Items from a data source:
■ ■ ■

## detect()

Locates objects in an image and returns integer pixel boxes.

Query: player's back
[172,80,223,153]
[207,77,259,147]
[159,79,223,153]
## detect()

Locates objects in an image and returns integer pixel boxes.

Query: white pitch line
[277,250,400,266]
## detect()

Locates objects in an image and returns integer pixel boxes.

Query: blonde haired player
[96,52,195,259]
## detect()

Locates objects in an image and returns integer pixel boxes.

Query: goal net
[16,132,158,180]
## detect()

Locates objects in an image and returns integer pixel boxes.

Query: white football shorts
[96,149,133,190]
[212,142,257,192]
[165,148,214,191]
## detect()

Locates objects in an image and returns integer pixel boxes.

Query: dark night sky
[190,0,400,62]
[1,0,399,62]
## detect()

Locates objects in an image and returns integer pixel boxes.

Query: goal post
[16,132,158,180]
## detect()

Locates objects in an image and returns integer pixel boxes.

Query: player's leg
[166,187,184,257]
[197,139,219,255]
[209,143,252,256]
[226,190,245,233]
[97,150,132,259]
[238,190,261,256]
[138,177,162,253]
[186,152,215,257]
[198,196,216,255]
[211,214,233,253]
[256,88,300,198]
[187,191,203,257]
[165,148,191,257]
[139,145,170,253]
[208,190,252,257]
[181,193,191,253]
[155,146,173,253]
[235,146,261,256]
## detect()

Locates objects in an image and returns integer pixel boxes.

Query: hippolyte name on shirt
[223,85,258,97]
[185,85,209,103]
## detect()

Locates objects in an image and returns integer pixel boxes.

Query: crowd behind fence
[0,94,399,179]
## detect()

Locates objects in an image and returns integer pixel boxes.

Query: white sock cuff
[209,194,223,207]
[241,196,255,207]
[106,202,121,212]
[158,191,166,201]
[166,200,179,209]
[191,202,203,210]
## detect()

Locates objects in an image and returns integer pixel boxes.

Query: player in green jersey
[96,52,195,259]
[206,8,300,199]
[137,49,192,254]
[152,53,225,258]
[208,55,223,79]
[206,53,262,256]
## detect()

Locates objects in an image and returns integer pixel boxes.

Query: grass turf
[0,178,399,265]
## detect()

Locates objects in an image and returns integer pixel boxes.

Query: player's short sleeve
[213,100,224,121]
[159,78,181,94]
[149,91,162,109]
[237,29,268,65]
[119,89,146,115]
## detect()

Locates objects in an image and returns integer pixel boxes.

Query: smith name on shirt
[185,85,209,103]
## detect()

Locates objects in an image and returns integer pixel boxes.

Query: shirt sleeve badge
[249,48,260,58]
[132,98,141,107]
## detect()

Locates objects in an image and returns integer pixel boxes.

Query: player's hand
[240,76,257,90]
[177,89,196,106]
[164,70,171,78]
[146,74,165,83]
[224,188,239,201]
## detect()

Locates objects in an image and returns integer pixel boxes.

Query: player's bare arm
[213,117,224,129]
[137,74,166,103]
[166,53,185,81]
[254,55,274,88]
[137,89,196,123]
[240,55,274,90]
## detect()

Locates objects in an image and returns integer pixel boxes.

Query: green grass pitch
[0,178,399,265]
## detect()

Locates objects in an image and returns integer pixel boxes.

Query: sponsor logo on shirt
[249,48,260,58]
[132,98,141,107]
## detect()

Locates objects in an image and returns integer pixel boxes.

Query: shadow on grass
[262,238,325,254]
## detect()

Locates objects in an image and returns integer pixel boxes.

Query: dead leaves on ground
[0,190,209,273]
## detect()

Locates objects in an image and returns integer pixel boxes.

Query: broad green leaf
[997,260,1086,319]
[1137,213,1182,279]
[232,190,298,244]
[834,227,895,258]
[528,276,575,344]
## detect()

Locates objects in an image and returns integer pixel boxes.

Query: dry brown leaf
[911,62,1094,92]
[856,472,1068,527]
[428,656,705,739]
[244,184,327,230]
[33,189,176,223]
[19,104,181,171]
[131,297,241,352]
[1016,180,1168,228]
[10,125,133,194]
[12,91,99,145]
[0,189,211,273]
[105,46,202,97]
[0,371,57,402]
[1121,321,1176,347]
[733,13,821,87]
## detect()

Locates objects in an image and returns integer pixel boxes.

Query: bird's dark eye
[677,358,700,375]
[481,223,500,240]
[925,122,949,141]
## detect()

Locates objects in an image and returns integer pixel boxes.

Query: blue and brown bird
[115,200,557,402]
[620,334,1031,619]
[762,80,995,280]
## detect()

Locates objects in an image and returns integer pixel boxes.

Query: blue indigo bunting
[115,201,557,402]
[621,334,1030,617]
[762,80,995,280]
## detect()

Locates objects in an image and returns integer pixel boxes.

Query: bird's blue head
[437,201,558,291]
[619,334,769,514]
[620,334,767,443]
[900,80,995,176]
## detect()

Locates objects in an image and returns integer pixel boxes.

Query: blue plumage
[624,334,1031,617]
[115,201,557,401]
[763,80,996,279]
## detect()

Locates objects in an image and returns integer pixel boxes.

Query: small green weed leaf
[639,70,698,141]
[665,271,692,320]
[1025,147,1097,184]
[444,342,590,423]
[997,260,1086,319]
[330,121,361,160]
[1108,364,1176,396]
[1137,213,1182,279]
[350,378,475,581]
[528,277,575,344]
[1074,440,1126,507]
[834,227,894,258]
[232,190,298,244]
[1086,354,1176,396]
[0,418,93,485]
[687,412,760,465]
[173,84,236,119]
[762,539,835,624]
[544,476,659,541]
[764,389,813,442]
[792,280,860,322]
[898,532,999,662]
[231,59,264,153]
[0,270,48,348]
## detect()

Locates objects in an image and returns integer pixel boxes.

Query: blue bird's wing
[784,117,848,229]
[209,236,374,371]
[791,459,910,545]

■ ■ ■

What you need to do: Say each line again exactly as it appears above.

Finished exercise:
## detect()

Locates objects in an image and returns integer pixel boxes.

Query: player's back
[172,80,223,153]
[207,77,259,147]
[159,79,223,153]
## detect()

Locates objects in an image and returns integer pixel boxes.

Query: white pitch line
[277,250,400,266]
## detect()

Locates objects in an image and returns integer pixel boxes.

Query: blonde haired player
[96,52,195,259]
## detect()

Locates objects in an image and returns integer pixel boxes.

Query: goal net
[16,132,158,180]
## detect()

Locates objects in an image and returns integer pixel boxes.

Query: white football shorts
[96,149,133,190]
[212,142,257,192]
[165,148,214,191]
## detect()

Locates objects in an image and returns integer pixel boxes.

Query: dark night sky
[190,0,400,62]
[1,0,399,62]
## detect()

Locates objects in an image and returns integer pixel boxes.

Query: goal post
[16,132,158,180]
## detect()

Locates objects in an image and returns integer pixel boxes.

Query: player's leg
[166,187,184,257]
[197,139,219,255]
[209,143,252,256]
[226,190,245,233]
[97,150,132,259]
[238,190,261,256]
[138,177,162,253]
[186,152,215,257]
[198,196,216,255]
[211,214,233,253]
[256,88,300,198]
[187,191,203,257]
[165,148,191,257]
[139,145,170,253]
[208,190,252,257]
[181,193,191,253]
[155,146,173,253]
[235,146,261,256]
## detect()

Locates objects in an image and returns integer pixel boxes.

Query: hippolyte name on shirt
[223,85,258,97]
[185,85,209,103]
## detect()

Locates objects in an image and returns integer pixel boxes.

Query: crowd behind fence
[0,94,399,179]
## detect()

Locates objects in an image and returns integer pixel boxes.

Query: white sock cuff
[209,194,223,207]
[241,196,255,207]
[106,202,121,212]
[158,191,166,201]
[166,200,179,209]
[191,202,203,210]
## detect()

Locates objects in an image and returns integer pixel boxes.

Query: player in green jersey
[96,52,195,259]
[206,8,300,199]
[137,49,192,254]
[152,53,225,258]
[208,55,223,79]
[206,53,262,256]
## detect()

Locates objects in an image and returns integer pixel boxes.

Query: grass turf
[0,178,399,265]
## detect()

Locates objects in an image and returns integer pixel boxes.

Query: player's short sleeve
[213,100,224,121]
[159,78,181,94]
[149,91,162,109]
[237,29,268,65]
[119,89,146,115]
## detect()

Locates objects in an image and returns integer pixel boxes.

Query: smith name on shirt
[185,85,209,103]
## detect()

Locates objects in an image and returns integer pixel boxes.

Query: shirt sleeve badge
[249,48,260,58]
[132,98,141,107]
## detect()

Locates objects in an image and returns integer pixel boxes.

Query: player's hand
[240,76,257,90]
[177,89,196,106]
[164,70,171,78]
[146,74,165,83]
[224,188,239,201]
## detect()

Locates objects in an image and returns integer pixel boxes.

Query: player's bare arm
[213,117,224,129]
[137,74,166,103]
[166,53,185,81]
[254,55,274,88]
[137,89,196,123]
[240,55,274,90]
## detect()

Locates objects in an image and returns integer pixel boxes.

Query: green grass pitch
[0,178,399,265]
## detect()

Locates objects in an image and returns integer pixel boxes.

Query: sponsor logo on shirt
[249,48,260,58]
[132,98,141,107]
## detect()

Locates objects in an image and returns integer pixel boxes.

Query: shadow on grass
[262,238,325,254]
## detect()

Locates objects in an image and returns integer pixel boxes.

Query: dead leaves on ground
[0,190,209,273]
## detect()

Locates objects in an image and returns integer pixel boxes.

Query: broad green leaf
[997,260,1086,319]
[1137,213,1182,279]
[232,190,298,244]
[834,227,895,258]
[528,276,575,344]
## detect()

Locates objects in an image and returns integer pixel boxes.

Query: dry brown leaf
[911,62,1094,92]
[856,472,1068,527]
[428,656,705,739]
[244,184,327,230]
[33,189,176,223]
[19,104,181,171]
[131,297,241,352]
[1016,180,1168,228]
[10,125,133,194]
[12,91,99,145]
[0,189,211,273]
[105,46,202,97]
[0,371,57,402]
[1121,321,1176,347]
[733,13,821,87]
## detect()

Locates objects in an image and returns integer pixel boxes.

Query: bird's dark eye
[677,358,700,375]
[481,223,500,240]
[925,122,949,141]
## detect()

Locates objects in an image and returns integer pixel boxes.

Query: blue and brown bird
[115,200,557,402]
[620,334,1031,619]
[762,80,995,280]
## detect()

Locates objects in an image and returns integer pixel boxes.

Query: blue indigo bunting
[115,201,557,402]
[621,334,1030,617]
[762,80,995,280]
## detect()

Locates objects in an image and returns integer pixel boxes.

Query: bird's blue head
[437,201,558,291]
[619,334,769,514]
[620,334,767,443]
[900,80,995,176]
## detect()

Locates objects in an image and returns integer pixel boxes.

Query: blue plumage
[624,334,1031,617]
[115,201,557,401]
[763,80,996,279]
## detect()

Locates objects in an image and returns integer pixel boxes.

Query: small green weed leaf
[639,70,698,141]
[665,271,692,320]
[1025,147,1097,184]
[444,342,590,423]
[997,260,1086,319]
[330,121,361,160]
[1108,364,1176,396]
[1137,213,1182,279]
[350,378,475,581]
[528,277,575,344]
[1074,440,1126,507]
[834,227,894,258]
[232,190,298,244]
[1086,354,1176,396]
[0,418,93,485]
[687,412,760,465]
[173,84,236,119]
[762,539,835,624]
[544,476,659,541]
[764,389,813,442]
[792,280,860,322]
[898,532,999,662]
[231,59,264,153]
[0,270,48,348]
## detect()

Locates objects in an image and returns integer pixel boxes.

Query: blue bird's wing
[784,117,848,229]
[209,236,374,371]
[791,459,910,545]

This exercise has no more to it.